> AIM
Each line from the one that contains "In this exercise you will indicate the boy's clapping" to the end of the material must be quoted exactly; include both end lines and nothing else.

> RAW RECORDS
* * *

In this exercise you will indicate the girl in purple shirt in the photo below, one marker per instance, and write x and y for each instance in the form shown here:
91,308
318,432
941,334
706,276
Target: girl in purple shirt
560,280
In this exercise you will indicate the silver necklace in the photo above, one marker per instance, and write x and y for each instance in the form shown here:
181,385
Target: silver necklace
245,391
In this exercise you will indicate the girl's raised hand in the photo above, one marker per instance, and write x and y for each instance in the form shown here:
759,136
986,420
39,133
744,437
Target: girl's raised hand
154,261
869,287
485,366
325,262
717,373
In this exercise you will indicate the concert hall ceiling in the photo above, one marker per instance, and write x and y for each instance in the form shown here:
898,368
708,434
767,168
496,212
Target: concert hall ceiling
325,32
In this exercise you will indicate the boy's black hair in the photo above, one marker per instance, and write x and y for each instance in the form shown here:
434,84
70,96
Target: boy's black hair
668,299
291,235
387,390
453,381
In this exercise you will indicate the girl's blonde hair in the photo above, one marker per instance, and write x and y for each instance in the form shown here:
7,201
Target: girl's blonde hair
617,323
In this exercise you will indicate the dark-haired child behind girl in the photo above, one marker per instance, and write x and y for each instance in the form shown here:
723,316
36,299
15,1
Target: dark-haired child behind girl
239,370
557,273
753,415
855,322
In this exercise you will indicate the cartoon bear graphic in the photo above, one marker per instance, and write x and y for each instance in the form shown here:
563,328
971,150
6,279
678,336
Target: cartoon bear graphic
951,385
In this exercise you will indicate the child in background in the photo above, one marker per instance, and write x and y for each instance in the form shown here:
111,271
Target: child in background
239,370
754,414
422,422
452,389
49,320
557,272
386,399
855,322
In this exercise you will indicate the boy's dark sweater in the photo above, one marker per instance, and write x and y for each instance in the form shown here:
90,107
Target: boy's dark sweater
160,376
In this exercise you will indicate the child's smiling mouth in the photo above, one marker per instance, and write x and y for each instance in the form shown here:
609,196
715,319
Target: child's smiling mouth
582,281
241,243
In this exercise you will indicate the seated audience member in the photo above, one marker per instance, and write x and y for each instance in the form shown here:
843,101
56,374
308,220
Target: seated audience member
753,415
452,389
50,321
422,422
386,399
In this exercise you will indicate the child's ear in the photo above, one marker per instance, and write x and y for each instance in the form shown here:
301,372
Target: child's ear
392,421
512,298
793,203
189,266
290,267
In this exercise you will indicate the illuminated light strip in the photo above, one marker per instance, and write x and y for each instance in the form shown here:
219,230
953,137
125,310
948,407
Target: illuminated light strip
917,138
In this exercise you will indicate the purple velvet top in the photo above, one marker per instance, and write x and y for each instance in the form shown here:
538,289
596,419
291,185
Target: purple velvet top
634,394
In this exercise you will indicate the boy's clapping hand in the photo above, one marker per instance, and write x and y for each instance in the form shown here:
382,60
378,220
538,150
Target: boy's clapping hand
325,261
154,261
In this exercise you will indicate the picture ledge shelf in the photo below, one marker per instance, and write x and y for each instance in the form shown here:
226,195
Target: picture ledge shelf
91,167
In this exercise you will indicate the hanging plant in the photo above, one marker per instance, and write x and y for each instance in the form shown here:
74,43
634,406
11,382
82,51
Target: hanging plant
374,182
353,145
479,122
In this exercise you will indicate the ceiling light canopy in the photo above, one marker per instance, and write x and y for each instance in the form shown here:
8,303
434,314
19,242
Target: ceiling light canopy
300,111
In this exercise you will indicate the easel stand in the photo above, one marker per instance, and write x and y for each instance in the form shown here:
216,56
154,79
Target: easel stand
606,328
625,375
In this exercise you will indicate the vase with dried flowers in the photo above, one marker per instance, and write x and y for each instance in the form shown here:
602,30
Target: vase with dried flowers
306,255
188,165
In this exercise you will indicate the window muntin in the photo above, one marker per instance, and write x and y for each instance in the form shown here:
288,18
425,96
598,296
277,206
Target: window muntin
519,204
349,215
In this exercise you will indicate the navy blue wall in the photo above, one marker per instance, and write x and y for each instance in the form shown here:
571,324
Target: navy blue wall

* * *

> EXERCISE RESPONSE
In this exercise you will indicate the boy's clapping hand in the photo above, one marker per instance, and write x and y for each instance in the form shown here:
382,60
378,220
538,150
Target: boy's clapping hand
325,261
154,261
In this exercise you will indicate the picture ledge shelf in the photo below, one marker per instance, and write x and y for each instance in the form shown here:
226,195
Target: picture ledge shelf
91,167
In this exercise you will indicate the hanging plant in the photo above, one marker per instance, and write x and y for each instance in the form shown here:
74,43
634,406
11,382
82,51
Target: hanging plant
374,182
353,145
479,122
In this exercise you will indicate the ceiling light canopy in the photo above, one marker per instance, and write x and y for each instance in the form shown here:
8,303
434,314
19,242
Target: ceiling light canopy
300,111
In this exercise you will indicate the easel stand in the photo above, one marker per instance, and write x and y for each instance in the form shown here:
216,56
154,79
Target: easel stand
606,328
625,375
In this exercise you will indicate the vase with dried flowers in the photo above, one marker per instance, and write x and y for each instance in the form shown here:
602,30
Target: vase with dried flowers
306,255
188,165
In this exercise you will indicate the window muntin in the photo above, one marker per instance, and write x and y for each instance in the form shown here:
288,18
425,96
598,296
277,206
Target: window muntin
519,204
349,215
In this exercise you will indicate the navy blue wall in the photo above, one marker per instance, and write x and y for each instance in the form shown here:
571,324
Target: navy blue wall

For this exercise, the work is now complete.